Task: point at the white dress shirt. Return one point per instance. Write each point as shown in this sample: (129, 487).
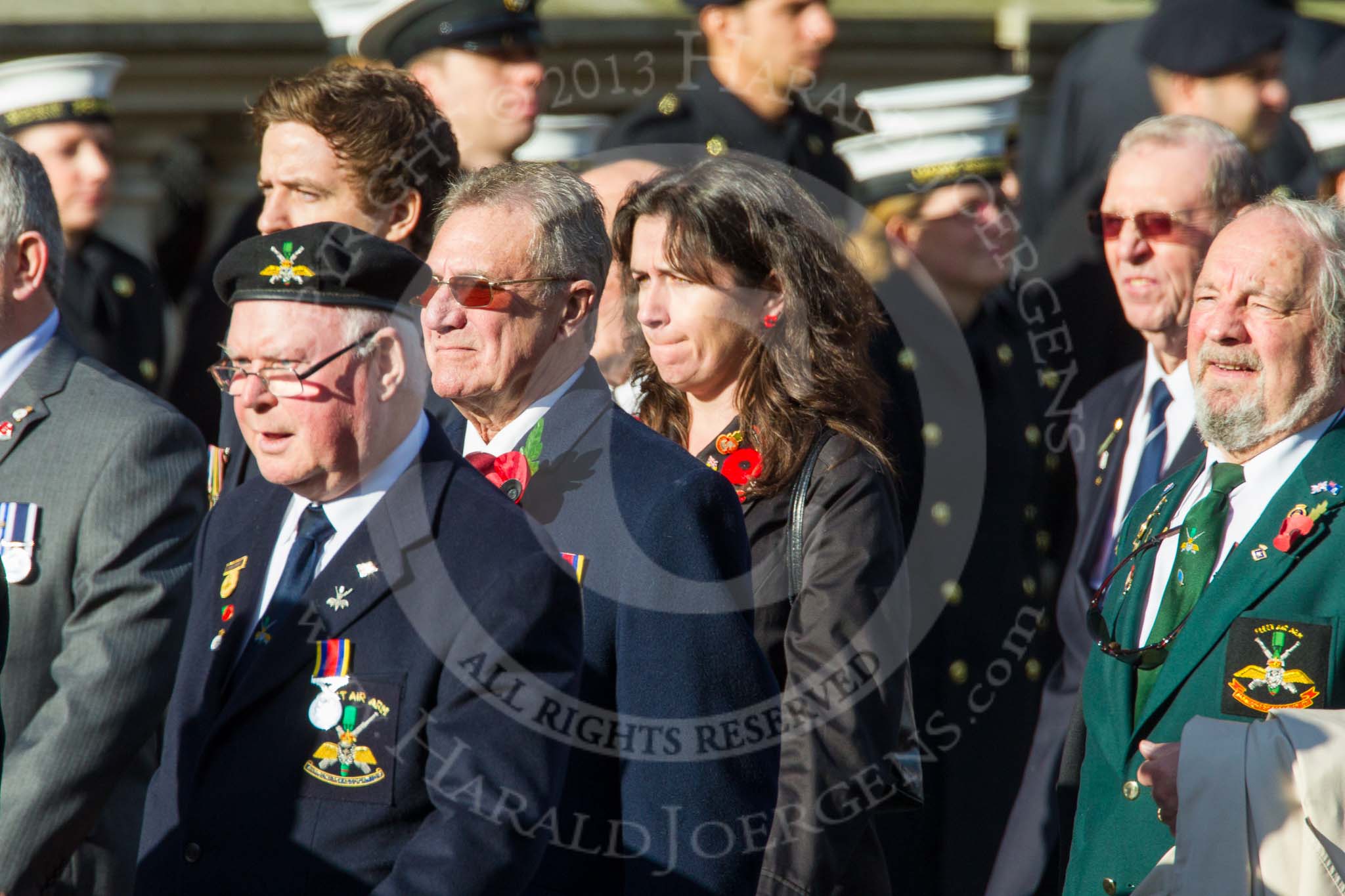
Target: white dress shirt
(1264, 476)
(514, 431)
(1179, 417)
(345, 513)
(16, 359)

----------------

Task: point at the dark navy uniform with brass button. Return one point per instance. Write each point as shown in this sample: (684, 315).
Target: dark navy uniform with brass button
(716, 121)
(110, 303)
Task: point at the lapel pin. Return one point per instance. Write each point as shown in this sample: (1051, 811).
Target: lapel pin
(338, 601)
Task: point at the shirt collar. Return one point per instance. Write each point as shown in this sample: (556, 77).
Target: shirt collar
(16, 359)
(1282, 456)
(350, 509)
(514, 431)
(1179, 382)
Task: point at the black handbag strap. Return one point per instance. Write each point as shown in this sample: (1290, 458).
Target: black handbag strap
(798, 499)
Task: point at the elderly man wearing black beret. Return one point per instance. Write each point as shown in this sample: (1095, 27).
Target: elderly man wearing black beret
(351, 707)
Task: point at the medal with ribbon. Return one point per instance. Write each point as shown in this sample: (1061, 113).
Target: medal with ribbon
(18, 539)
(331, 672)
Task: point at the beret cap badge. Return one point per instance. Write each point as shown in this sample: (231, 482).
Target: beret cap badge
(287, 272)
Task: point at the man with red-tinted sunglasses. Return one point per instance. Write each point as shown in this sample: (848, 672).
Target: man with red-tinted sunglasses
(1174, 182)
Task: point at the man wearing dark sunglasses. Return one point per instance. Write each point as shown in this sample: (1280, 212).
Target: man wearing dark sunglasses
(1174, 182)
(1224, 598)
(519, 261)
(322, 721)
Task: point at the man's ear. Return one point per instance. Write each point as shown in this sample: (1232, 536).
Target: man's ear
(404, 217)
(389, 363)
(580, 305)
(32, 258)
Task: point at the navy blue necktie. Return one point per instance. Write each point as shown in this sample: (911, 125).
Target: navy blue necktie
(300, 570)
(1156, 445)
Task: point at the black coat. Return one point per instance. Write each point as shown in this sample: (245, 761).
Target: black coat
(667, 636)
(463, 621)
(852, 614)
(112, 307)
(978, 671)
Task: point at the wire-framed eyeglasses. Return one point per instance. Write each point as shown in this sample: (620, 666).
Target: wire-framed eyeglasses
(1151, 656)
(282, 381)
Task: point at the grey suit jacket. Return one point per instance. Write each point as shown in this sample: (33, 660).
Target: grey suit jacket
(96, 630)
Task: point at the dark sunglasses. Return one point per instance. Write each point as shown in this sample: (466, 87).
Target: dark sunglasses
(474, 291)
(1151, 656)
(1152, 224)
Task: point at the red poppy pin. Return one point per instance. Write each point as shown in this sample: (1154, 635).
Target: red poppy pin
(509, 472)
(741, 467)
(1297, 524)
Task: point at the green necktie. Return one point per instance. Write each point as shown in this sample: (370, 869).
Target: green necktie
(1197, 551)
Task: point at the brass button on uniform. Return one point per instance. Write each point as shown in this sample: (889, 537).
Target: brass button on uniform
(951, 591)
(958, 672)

----------------

Identify every line in the material above that contains the string "handbag", and copy each of those lines in full.

Task: point at the black handbag strap. Return one point per instance. Write each point as shown in this sample: (1290, 458).
Target: black handbag strap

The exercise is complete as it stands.